• Data supplied:
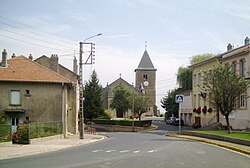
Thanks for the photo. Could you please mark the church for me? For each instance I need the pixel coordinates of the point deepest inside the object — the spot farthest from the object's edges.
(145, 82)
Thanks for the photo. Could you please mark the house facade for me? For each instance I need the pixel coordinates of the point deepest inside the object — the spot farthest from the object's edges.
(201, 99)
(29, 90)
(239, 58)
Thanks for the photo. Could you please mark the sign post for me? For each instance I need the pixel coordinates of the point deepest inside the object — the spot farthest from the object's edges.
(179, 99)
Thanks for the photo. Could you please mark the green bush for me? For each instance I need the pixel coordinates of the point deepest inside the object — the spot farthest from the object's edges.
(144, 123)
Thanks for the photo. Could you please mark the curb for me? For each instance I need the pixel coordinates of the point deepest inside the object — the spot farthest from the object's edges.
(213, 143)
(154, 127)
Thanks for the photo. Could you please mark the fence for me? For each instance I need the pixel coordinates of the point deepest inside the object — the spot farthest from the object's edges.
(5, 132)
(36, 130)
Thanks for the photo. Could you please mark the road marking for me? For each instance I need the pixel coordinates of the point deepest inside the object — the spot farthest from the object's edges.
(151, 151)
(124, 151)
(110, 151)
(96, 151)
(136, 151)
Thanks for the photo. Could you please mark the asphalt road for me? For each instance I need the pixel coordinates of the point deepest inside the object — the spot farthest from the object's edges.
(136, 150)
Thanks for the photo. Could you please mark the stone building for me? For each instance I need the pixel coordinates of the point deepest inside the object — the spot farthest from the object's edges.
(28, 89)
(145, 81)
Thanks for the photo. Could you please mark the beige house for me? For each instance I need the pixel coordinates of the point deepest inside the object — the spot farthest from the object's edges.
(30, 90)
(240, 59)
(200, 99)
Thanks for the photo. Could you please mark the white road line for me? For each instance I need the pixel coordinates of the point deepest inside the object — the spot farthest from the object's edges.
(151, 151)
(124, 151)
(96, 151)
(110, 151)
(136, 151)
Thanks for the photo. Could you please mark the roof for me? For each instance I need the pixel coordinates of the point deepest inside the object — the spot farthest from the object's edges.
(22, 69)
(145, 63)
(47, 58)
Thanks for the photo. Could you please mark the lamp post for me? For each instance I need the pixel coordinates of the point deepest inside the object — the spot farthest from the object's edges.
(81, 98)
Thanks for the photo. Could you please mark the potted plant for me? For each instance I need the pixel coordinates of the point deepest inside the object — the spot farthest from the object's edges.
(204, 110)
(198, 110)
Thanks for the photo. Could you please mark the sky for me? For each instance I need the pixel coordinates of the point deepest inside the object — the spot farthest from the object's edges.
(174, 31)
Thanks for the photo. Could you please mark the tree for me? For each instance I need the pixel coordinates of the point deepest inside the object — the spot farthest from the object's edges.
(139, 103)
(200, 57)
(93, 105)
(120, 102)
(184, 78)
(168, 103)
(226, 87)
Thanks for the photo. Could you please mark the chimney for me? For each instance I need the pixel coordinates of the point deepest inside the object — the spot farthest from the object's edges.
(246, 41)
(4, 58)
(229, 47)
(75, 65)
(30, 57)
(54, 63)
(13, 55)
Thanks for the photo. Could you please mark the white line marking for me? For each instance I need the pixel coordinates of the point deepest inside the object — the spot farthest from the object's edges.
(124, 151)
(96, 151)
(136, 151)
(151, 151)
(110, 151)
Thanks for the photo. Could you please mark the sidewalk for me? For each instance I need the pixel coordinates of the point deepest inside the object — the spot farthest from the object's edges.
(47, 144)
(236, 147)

• Objective:
Reproduce every one of the records above verbatim, omitting the pictures.

• Exercise output:
Thanks for the photo. Could you please mark the church for me? For each instance I need the pixel coordinates of the point deepest inside the object — the spot farthest from the object's edges.
(145, 82)
Thanks for the photo. Could you please mark the house facade for me? For each instance I need the pixel coordinates of the point deepest inside the object — the spot farthest from the object's edges.
(201, 99)
(29, 90)
(239, 58)
Thanks for the photo. Could you please mark the sign post for me? For each instance I need the pixel coordinates of the point deepest inside the object — the spot farthest from the object's edges.
(179, 99)
Thanks for the photo. Could you please mark the green bush for me? For each instance I need the pixel coordinates of the point deepest inside the object — the spot farthest from the object's edges.
(144, 123)
Thanks for the photo. Could you please mark the curb for me? For each instance I need the pixel coordinates of the point deepest inside the object — the spot farthest from the object's edges.
(213, 143)
(154, 127)
Thanks for the photo. Could you please mark the fence for me? For each instance I need the pixel coordinates of the point deepest inside the object — the spot farthest from the object's edges.
(5, 132)
(36, 130)
Thanks for the photo. Could you please mark the road marking for me? For each instance I need the pixel coordinates of the point deepest inside the object — the spot farthest from the object's edges.
(151, 151)
(124, 151)
(110, 151)
(96, 151)
(136, 151)
Thanks for the photo. Could you please mark the asphalt road for me? For each instance I need the pixel coordinates of the point deepest inside the object — the spot farthest from the object's edges.
(136, 150)
Thanks for the photo. Could you please mark the stone building for me? For each instance I need the pixel coordinates of the point deepest inside the object — the spot farthest from the object's edges.
(28, 89)
(145, 81)
Thanks for the photo. Could you please mark the beige house for me? For each instance I need the pixel coordinates of the point deepest inside the object — the spot farthest from the object's edges.
(30, 90)
(240, 59)
(200, 99)
Thanks for the photo. Could you please mark the white road line for me? For each instance I need the pixel coordinates of the point deepest inside the object — the spot farthest from the object's edges.
(151, 151)
(124, 151)
(96, 151)
(110, 151)
(136, 151)
Thanks for the photo. Could you please mark the roof for me? For each instance I need the pixel coordinates of the point deepest inside the object — the spot farthest from the object's edges.
(22, 69)
(145, 63)
(47, 58)
Thanks for the photo. Could you please mark the lamp post for me? For each instance I need the pixel coordinates of the point deepest inside the object — the spot farthest from the object's edges.
(81, 98)
Thanks for the photo. Could you please mark the potted plant for me? For each instance I need the pixel coordinates of the point deepest inside the object — the spot farthest from the object's edges.
(204, 110)
(198, 110)
Thanks for the photo. Could you please mark the sky for me? For each instance I need the pixel coordinates of the point deepest inside the object — the spot farthest from the object's edges.
(174, 31)
Thanks for the photo. Could you please mark the tree for me? For each instance I need the pixel coordinates of the point deepest inside the object — the spot farthest from the object's edges.
(139, 103)
(200, 57)
(93, 105)
(120, 102)
(184, 78)
(168, 103)
(226, 87)
Thanks for the photo. Could you please mark the chimney for me? For each instance I need the pixel coordinates of the point deepest inside the object — the spot farthest from the object's edges.
(246, 41)
(4, 58)
(229, 47)
(75, 65)
(30, 57)
(54, 63)
(13, 55)
Thanks for the photo. Could you please mark the white line marking for me? For each instance I need the pixel coordinates of the point deepest inside the object — the spot farthest from the object's edges.
(124, 151)
(96, 151)
(136, 151)
(151, 151)
(110, 151)
Thanks for the photo. Could you please mark the sidewalk for me? For each instance I need the pixel coordinates of the point deepest inside the object — the spot farthest from the object's edges.
(47, 144)
(236, 147)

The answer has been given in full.